### RECORDED INFORMATION
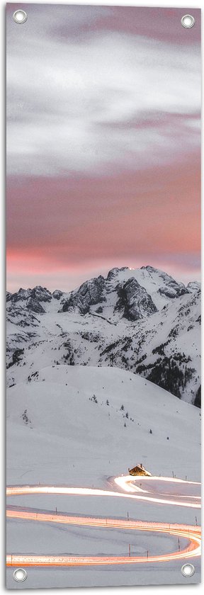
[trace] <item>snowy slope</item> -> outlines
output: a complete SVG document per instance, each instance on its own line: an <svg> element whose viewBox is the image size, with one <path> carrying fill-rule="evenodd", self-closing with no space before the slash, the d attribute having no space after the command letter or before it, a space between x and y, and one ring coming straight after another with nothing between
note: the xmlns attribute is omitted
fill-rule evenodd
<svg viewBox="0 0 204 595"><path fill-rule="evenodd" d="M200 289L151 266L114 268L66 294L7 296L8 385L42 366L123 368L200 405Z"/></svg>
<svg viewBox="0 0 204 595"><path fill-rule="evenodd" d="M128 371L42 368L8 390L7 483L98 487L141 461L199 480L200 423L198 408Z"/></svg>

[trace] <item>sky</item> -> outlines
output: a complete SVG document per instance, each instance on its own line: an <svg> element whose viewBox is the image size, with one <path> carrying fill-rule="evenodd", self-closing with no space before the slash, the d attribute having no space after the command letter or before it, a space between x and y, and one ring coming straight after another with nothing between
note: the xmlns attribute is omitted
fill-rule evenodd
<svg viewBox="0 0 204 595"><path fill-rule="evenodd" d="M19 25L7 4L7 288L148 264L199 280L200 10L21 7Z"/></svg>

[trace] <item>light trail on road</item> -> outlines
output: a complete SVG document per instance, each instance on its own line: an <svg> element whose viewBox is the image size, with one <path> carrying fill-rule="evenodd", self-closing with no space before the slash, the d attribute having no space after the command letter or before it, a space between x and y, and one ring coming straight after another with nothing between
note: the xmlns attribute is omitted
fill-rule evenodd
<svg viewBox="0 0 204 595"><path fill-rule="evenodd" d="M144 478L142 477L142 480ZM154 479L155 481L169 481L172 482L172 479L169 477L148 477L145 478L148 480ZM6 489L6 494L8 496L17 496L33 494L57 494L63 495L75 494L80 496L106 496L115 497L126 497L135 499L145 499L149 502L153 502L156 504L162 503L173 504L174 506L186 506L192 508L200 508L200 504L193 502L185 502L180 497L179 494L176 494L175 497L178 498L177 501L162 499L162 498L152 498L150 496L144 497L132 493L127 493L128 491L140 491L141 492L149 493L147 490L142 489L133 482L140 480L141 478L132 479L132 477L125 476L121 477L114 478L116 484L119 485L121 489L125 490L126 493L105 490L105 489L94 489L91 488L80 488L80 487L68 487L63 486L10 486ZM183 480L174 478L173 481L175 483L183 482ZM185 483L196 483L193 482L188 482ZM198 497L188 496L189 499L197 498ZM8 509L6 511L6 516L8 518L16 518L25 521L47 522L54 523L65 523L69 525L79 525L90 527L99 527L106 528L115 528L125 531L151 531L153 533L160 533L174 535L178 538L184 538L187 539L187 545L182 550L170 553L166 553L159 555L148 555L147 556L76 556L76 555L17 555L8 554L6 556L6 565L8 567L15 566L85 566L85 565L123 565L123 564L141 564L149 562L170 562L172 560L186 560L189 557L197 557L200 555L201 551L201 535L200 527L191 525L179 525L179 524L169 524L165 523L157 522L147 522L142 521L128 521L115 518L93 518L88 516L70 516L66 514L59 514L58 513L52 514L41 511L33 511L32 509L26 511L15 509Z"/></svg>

### TO BE DONE
Lay out the material above as a numbered list of its lines, skipping any blank lines and leaving the pictures out.

### TASK ANSWER
1. [trace] <item>snowy slope</item> -> outlines
2. output: a complete SVG document per instance, each instance on its own line: an <svg> element whose viewBox is the image size, with one <path> carrying fill-rule="evenodd", self-closing with no space before the slash, the d attribute having no space after the command letter or before it, a space between x and y, and one ring coming straight after another with nothing between
3. note: the xmlns attribute is omitted
4. fill-rule evenodd
5. <svg viewBox="0 0 204 595"><path fill-rule="evenodd" d="M200 289L151 266L114 268L66 294L7 296L8 385L42 366L123 368L200 405Z"/></svg>
6. <svg viewBox="0 0 204 595"><path fill-rule="evenodd" d="M128 371L42 368L8 390L7 483L98 487L141 461L199 480L200 423L198 408Z"/></svg>
7. [trace] <item>sky</item> -> outlines
8. output: a complete SVG document per instance, each instance on its own line: an <svg> element whose viewBox is the image size, with one <path> carrying fill-rule="evenodd", self-closing with no space before the slash, the d attribute having no space after the command letter or before it, a space between x and y, and one ring coming straight after another with nothing between
9. note: the xmlns attribute is omitted
10. fill-rule evenodd
11. <svg viewBox="0 0 204 595"><path fill-rule="evenodd" d="M19 25L7 4L7 288L148 264L199 280L200 10L21 7Z"/></svg>
12. [trace] <item>light trail on road</item> -> outlines
13. output: a complete SVG document per instance, each instance on its own line: an <svg> element whose viewBox is the image size, with one <path> carrying fill-rule="evenodd", self-closing with no space before the slash, the d attribute having no space after the command letter or before it, a space between x and y, and one ring coming straight after another with nothing between
14. note: the xmlns attribute is omitted
15. fill-rule evenodd
16. <svg viewBox="0 0 204 595"><path fill-rule="evenodd" d="M144 478L142 477L142 480ZM154 479L155 481L169 481L172 482L172 479L169 477L148 477L145 478L148 480ZM6 489L6 494L8 496L17 496L33 494L57 494L63 495L75 494L80 496L106 496L115 497L126 497L135 499L145 499L149 502L153 502L156 504L162 503L173 504L174 506L186 506L192 508L200 508L200 504L193 502L185 502L180 497L179 494L176 494L175 497L178 498L177 501L162 499L162 498L152 498L150 496L144 497L132 493L127 493L128 491L140 491L141 492L149 493L147 490L142 489L133 482L140 480L141 478L132 479L132 477L125 476L121 477L114 478L116 484L119 485L121 489L125 490L126 493L105 490L105 489L94 489L91 488L80 488L80 487L68 487L63 486L10 486ZM183 480L174 478L173 481L175 483L183 482ZM185 483L196 483L193 482L188 482ZM198 497L188 496L189 499L197 498ZM8 509L6 511L6 516L8 518L16 518L25 521L47 522L54 523L65 523L69 525L79 525L90 527L99 527L106 528L115 528L125 531L151 531L153 533L160 533L174 535L178 538L184 538L187 539L187 545L182 550L170 553L166 553L159 555L148 555L147 556L76 556L76 555L17 555L8 554L6 556L6 565L8 567L15 566L85 566L85 565L123 565L123 564L141 564L149 562L170 562L172 560L186 560L189 557L197 557L200 555L201 551L201 535L200 527L191 525L179 525L179 524L169 524L165 523L157 522L147 522L142 521L128 521L115 518L93 518L88 516L70 516L66 514L59 514L58 513L52 514L41 511L33 511L32 509L26 511L15 509Z"/></svg>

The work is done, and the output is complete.